--- Start Available records ---
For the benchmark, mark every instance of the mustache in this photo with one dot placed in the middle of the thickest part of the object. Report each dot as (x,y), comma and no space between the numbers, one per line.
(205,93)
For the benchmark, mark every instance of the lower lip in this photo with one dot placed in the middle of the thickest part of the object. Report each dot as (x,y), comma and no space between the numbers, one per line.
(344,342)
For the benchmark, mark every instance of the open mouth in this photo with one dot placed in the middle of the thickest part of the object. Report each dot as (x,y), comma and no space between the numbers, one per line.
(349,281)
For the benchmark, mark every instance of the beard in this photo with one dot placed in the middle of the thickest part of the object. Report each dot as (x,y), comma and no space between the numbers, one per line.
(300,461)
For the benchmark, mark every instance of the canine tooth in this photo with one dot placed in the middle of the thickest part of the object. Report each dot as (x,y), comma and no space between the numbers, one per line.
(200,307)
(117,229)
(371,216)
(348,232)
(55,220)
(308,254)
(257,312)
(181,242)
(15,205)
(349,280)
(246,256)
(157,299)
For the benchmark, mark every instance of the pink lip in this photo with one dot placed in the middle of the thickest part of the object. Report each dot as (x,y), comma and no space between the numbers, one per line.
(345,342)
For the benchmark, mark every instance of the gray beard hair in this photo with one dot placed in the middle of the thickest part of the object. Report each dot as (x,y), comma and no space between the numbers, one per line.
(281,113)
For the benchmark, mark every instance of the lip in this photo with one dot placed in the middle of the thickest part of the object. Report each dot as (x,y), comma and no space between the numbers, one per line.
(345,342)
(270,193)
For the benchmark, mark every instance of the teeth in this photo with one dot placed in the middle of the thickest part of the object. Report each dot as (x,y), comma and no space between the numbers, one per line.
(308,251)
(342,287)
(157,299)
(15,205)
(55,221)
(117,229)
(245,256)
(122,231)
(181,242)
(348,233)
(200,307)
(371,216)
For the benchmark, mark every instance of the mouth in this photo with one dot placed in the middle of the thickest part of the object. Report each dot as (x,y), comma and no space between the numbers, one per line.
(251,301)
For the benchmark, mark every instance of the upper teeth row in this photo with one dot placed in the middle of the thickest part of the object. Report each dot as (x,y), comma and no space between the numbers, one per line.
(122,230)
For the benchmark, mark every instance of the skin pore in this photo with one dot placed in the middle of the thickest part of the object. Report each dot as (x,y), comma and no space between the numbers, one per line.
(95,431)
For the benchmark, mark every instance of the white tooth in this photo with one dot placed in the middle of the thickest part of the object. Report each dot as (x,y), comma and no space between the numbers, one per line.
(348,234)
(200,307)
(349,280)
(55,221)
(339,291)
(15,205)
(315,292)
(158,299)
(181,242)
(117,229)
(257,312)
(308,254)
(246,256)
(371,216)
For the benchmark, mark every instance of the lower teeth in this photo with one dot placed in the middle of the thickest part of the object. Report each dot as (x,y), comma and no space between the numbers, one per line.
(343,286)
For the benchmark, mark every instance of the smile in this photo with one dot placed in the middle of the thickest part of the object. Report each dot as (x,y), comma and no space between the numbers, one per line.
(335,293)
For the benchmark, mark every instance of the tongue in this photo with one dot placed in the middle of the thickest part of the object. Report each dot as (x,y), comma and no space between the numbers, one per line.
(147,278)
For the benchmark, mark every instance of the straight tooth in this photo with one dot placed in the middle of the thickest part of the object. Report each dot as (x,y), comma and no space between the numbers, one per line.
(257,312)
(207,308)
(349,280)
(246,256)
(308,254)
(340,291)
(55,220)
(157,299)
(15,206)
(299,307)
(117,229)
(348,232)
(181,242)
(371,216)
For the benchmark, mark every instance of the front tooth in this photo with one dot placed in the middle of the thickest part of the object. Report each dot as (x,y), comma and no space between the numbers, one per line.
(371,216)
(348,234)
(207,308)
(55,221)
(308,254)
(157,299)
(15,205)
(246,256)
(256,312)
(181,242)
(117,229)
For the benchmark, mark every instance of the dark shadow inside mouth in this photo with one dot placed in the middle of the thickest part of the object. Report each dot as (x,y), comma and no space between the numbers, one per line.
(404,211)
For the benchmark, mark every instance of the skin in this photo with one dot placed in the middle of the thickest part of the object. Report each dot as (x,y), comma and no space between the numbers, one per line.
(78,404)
--- End Available records ---
- Task requirements -
Every record above needs to be repeated word for word.

- Task response -
For the benchmark, mark every instance of the mustache in this photo with one dot placed in the middle of the thickest part of the object. Report each dot as (x,y), comma and no space between the numbers, one per line.
(205,93)
For the benchmark, mark every instance of the lower lip in this photo with one dot placed in the middle of the thickest part of the object. Report each dot as (x,y), comma and no space between the numbers, one per line.
(344,342)
For the benchmark, mark every instance of the open mouth in this photo with one dot placed in the middle of the thickest part of the object. Report each dot as (x,y), comma and no space between the numbers, one per line.
(349,281)
For the benchmark, mark every instance of the beard in this photo with one dot placed in the middle of the thickest part of the object. Report each dot as (x,y), comma and no space between the numbers, one per line.
(300,461)
For the benchmark, mark every instance of the canine tooth in this photo with one dot placed in the middle of the thickest part of the object. Report each dot as (x,y), comma and no space between the numbers, one per line.
(200,307)
(117,229)
(371,216)
(348,232)
(55,220)
(308,254)
(257,312)
(181,242)
(15,205)
(349,280)
(246,256)
(157,299)
For the benchmark, mark every instance of the pink lip in this photo with one dot placed in the middle of the thickest part of the object. Report each dot as (x,y), comma and no space between the numbers, one per line.
(345,342)
For the benchmark, mark every instance of the gray beard hair in this photo with one dot placed in the middle of the thickest part of the object. Report each dot as (x,y), comma and no space between the numbers, one per line.
(281,113)
For the benchmark, mark every instance of the lip in this photo with one dot placed in the middle of the thickest part of the object. Report each dot as (x,y), comma and no space between the numbers, one per line.
(345,342)
(270,193)
For the benchmark, mark every instance of the teeth in this photo with one dot placed in the middle of the thickest part of the object. Report each dot as (x,y), comma and no space between the numbers, one per line.
(308,251)
(342,287)
(157,299)
(15,205)
(55,221)
(117,229)
(245,256)
(122,231)
(181,242)
(348,233)
(200,307)
(371,216)
For the benchmark, mark every instance of the mouth in this photo with one dot placed in the middle of the thickest part of the object. Report each dot as (x,y), comma and no space between the numbers, one per line.
(251,301)
For the benchmark, mark every instance of the upper teeth row in this photo with one dot placed in the middle of the thickest part of the object. Report each dot as (x,y), comma and no space between the numbers, one per line.
(122,230)
For the benchmark, mark every instance of the skin pore in this photo with one dot placed in the middle of the thickest part of the object. Report each dot as (x,y), comma and no space between the numbers, one per line.
(95,431)
For the benchmark, mark every instance of the white tooth in this photo with one dot placed in the middle of the thickest part of the object. Report each dot as (x,y), comma and no space between the numbers, one per line.
(348,234)
(200,307)
(349,280)
(55,221)
(339,291)
(15,205)
(315,292)
(158,299)
(181,242)
(117,229)
(257,312)
(308,254)
(246,256)
(371,216)
For the benchmark, mark every instance of the lower teeth in this photo with one dot placed in the middle of the thickest part of the object. Report each dot as (x,y), comma and no space between the numbers, one per line.
(343,286)
For the benchmark, mark every instance of the smile in this photo with one dot placed in the middle of the thickest part of the object. Report each dot as (x,y), comma and no space between the numbers, one per line.
(335,293)
For the benchmark, mark every instance of the tongue in this photo with one dot placed in the middle of the thickest part of the object. Report each dot as (x,y), comma and no space between the numbers, one per line.
(147,278)
For the benchmark, mark every instance of the straight tooth in this photo with one dot placed in the middle of the thickest part of the object. Report each dot as (x,y), comma and no space between the numbers, one per line.
(257,312)
(207,308)
(349,280)
(246,256)
(308,254)
(340,291)
(55,220)
(157,299)
(15,206)
(299,307)
(117,229)
(348,232)
(181,242)
(371,216)
For the benchmark, mark every instance of the front tooth in this photo with one dot placed in the middle of the thickest part of the object. Report each dot as (x,y), comma and no space between the numbers, one per line.
(371,216)
(348,234)
(207,308)
(55,221)
(308,254)
(157,299)
(15,205)
(246,256)
(256,312)
(181,242)
(117,229)
For the benchmark, mark every instance of the dark shadow inside mouth in this photo with one dot placed in the middle of the thickest part of the object. Report each dot as (x,y), comma and no space between the numbers, one per line.
(404,211)
For the benchmark, mark every instance of the skin in this photo with one dot placed in the middle of the thickest part of the object. Report each dot as (x,y), comma and no space between the numbers, one per line.
(78,404)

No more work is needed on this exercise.